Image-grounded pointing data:
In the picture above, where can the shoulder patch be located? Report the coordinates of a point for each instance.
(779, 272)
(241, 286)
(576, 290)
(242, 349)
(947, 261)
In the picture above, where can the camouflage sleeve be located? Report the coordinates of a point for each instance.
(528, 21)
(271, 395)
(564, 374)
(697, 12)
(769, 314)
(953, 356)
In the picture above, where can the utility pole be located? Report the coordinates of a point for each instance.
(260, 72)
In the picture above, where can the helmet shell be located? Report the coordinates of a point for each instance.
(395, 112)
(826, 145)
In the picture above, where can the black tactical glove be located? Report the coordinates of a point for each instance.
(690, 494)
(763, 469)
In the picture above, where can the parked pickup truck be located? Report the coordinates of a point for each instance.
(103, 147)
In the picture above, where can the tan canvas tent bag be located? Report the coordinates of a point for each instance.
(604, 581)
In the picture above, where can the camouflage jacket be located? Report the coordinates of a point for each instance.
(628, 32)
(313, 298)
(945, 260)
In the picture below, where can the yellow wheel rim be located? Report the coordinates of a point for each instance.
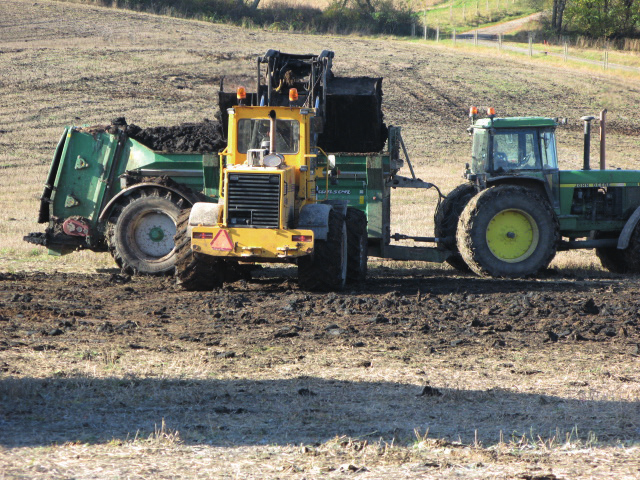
(512, 235)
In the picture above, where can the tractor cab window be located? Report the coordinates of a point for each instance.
(480, 151)
(515, 150)
(548, 149)
(254, 133)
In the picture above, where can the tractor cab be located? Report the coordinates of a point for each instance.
(520, 146)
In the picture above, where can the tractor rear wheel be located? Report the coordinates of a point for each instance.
(446, 221)
(194, 272)
(326, 269)
(508, 231)
(357, 245)
(140, 235)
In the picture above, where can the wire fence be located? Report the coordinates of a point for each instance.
(560, 48)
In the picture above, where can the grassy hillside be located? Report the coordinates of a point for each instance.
(68, 64)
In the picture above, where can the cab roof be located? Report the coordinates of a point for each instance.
(515, 122)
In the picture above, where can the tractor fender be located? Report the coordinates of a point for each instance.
(315, 217)
(205, 213)
(129, 190)
(625, 235)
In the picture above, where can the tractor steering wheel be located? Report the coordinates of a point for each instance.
(500, 160)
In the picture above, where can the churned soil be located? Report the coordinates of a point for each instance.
(526, 357)
(202, 137)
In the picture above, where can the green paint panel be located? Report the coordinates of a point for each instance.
(515, 122)
(85, 185)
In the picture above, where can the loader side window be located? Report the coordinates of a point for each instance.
(253, 132)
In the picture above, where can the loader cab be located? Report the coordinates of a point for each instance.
(268, 170)
(513, 146)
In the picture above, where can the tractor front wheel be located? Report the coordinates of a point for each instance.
(326, 269)
(508, 231)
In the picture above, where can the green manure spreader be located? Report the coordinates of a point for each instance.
(272, 192)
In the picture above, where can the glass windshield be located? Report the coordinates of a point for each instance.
(515, 150)
(254, 133)
(479, 151)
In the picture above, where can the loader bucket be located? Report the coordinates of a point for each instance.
(353, 114)
(354, 120)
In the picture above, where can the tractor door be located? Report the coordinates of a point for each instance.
(549, 158)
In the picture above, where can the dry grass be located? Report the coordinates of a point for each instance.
(101, 411)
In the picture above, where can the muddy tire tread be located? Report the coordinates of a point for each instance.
(476, 253)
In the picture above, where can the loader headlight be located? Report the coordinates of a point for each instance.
(273, 160)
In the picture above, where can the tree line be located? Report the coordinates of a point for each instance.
(596, 18)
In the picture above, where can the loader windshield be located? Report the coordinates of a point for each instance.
(254, 132)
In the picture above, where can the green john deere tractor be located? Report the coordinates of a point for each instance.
(517, 209)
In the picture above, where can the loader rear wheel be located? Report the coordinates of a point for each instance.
(326, 269)
(194, 272)
(141, 236)
(508, 231)
(446, 221)
(357, 245)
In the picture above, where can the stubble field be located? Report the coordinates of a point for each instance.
(420, 373)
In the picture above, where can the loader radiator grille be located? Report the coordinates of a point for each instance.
(254, 200)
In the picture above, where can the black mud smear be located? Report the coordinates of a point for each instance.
(203, 137)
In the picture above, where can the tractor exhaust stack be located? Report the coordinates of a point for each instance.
(603, 153)
(587, 141)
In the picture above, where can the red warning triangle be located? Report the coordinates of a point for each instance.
(222, 241)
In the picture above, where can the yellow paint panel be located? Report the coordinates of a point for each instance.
(255, 243)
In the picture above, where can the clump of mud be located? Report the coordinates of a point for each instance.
(203, 137)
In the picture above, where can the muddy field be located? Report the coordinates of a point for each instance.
(450, 374)
(420, 373)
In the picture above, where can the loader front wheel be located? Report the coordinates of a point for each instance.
(140, 237)
(508, 231)
(446, 222)
(326, 269)
(194, 272)
(357, 245)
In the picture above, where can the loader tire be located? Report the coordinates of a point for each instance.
(446, 221)
(194, 272)
(508, 231)
(140, 236)
(357, 245)
(326, 269)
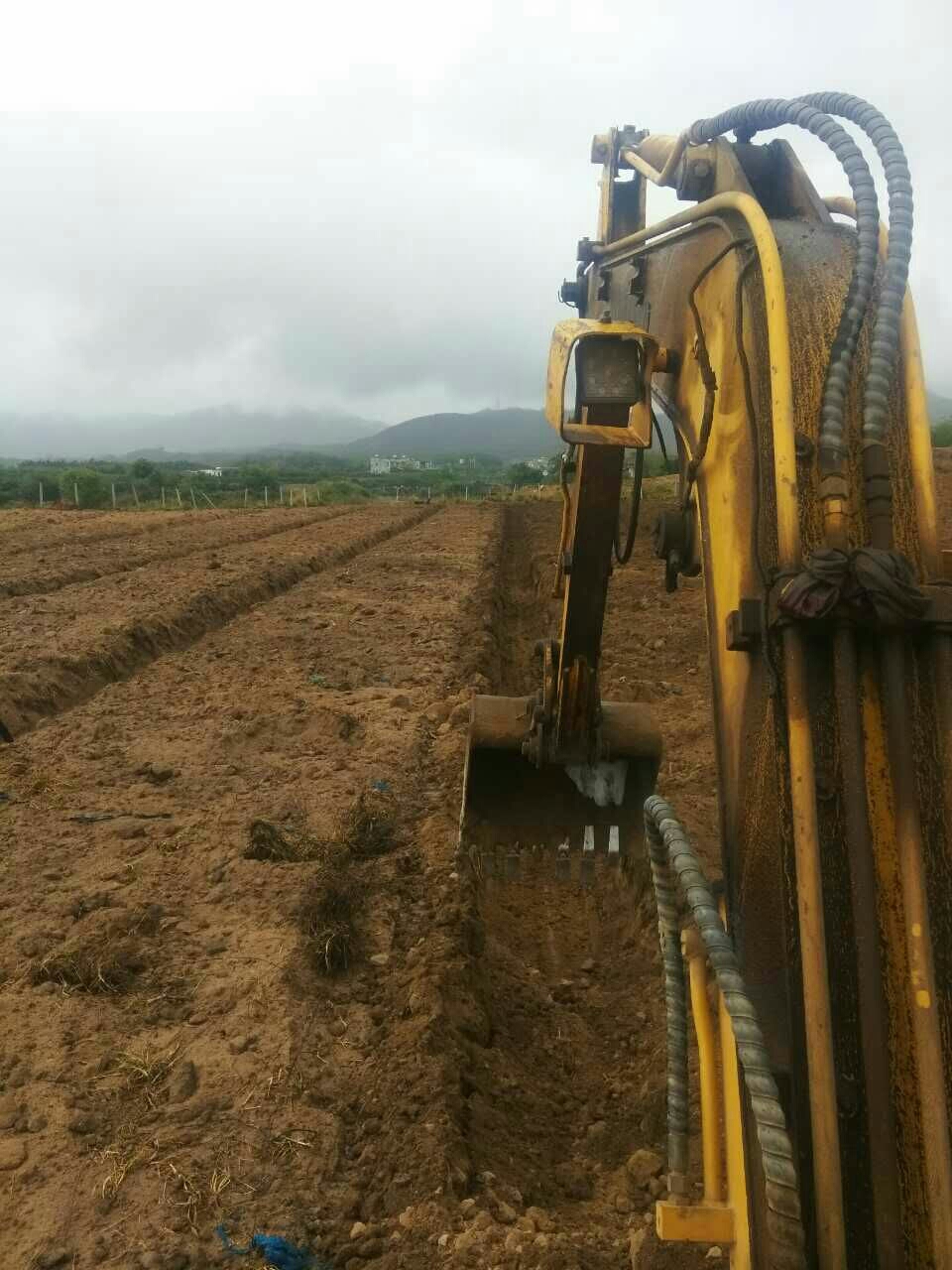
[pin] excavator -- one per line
(774, 331)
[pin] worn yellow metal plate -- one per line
(565, 336)
(694, 1223)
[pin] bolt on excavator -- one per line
(774, 329)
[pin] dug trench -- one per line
(558, 1025)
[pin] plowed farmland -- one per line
(241, 984)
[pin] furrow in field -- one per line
(30, 530)
(287, 1083)
(51, 568)
(86, 636)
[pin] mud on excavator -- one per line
(774, 329)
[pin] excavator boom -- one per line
(774, 330)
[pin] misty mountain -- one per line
(511, 434)
(939, 408)
(221, 430)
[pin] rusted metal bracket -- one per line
(616, 361)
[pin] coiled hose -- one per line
(772, 113)
(674, 865)
(889, 308)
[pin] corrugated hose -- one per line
(675, 866)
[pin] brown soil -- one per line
(453, 1083)
(53, 566)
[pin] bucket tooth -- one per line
(613, 844)
(563, 861)
(588, 856)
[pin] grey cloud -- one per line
(393, 240)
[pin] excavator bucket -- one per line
(567, 822)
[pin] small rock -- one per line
(82, 1124)
(182, 1082)
(127, 832)
(56, 1256)
(13, 1153)
(10, 1110)
(636, 1241)
(540, 1219)
(643, 1166)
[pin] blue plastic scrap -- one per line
(275, 1250)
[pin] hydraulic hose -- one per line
(673, 861)
(622, 554)
(889, 308)
(772, 113)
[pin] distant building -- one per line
(380, 466)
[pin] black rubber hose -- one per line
(667, 843)
(622, 554)
(772, 113)
(675, 996)
(889, 307)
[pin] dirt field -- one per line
(240, 982)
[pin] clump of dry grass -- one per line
(367, 828)
(99, 966)
(270, 843)
(326, 916)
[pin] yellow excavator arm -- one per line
(774, 333)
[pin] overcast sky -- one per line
(372, 204)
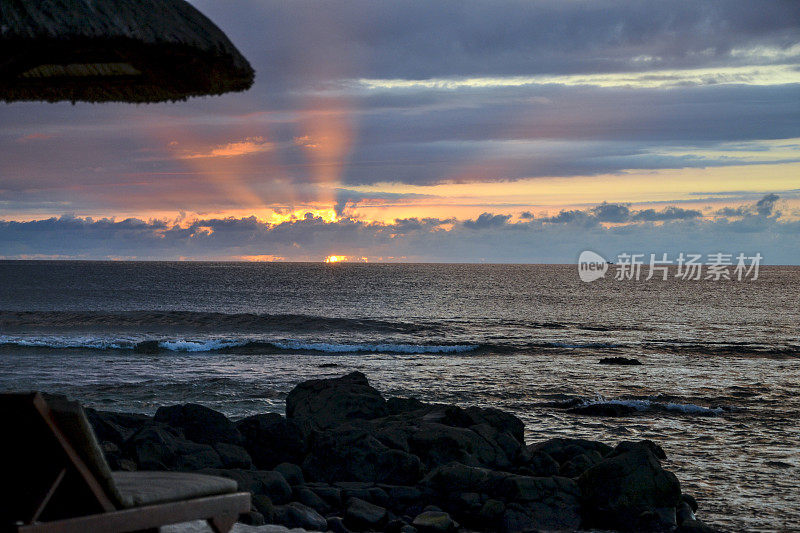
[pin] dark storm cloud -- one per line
(411, 39)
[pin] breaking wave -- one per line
(222, 344)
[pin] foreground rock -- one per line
(346, 459)
(629, 361)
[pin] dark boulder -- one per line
(434, 522)
(264, 482)
(562, 450)
(352, 453)
(291, 472)
(336, 525)
(331, 495)
(115, 427)
(262, 504)
(457, 477)
(629, 490)
(540, 503)
(199, 423)
(270, 439)
(580, 464)
(361, 515)
(325, 403)
(156, 447)
(296, 514)
(309, 498)
(540, 464)
(233, 456)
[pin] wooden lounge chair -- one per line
(55, 479)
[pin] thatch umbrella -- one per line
(114, 51)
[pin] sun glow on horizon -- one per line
(345, 259)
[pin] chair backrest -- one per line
(54, 467)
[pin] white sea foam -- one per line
(199, 346)
(392, 348)
(646, 405)
(57, 341)
(212, 344)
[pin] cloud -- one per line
(430, 93)
(606, 212)
(668, 213)
(487, 220)
(490, 236)
(251, 145)
(766, 205)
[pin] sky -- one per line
(486, 131)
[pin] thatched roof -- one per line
(114, 51)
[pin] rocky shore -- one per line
(346, 459)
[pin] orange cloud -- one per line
(251, 145)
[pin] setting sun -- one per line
(345, 259)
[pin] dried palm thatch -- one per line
(114, 51)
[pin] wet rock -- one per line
(233, 456)
(361, 515)
(491, 512)
(351, 452)
(626, 485)
(331, 495)
(115, 427)
(263, 505)
(403, 405)
(580, 464)
(325, 403)
(628, 361)
(156, 447)
(551, 503)
(562, 450)
(434, 522)
(270, 439)
(263, 482)
(292, 473)
(402, 495)
(370, 494)
(395, 525)
(541, 464)
(296, 514)
(309, 498)
(336, 525)
(252, 518)
(458, 477)
(199, 423)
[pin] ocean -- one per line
(718, 387)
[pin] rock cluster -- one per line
(346, 459)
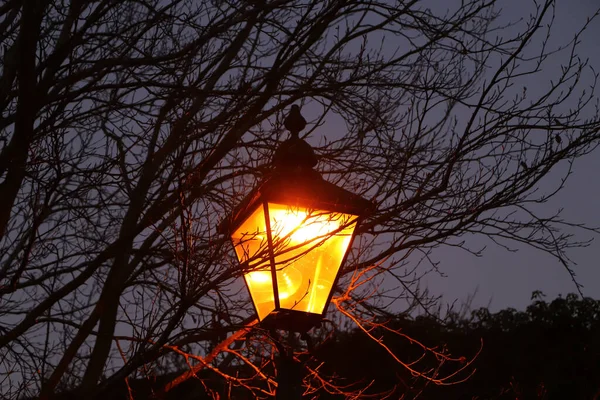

To do: Transcription of the lines from the one with "[pin] ocean -- one per line" through the end of the entries is required, exact and with no pictures.

Problem solution:
[pin] ocean -- one per line
(718, 387)
[pin] rock cluster -- one per line
(346, 459)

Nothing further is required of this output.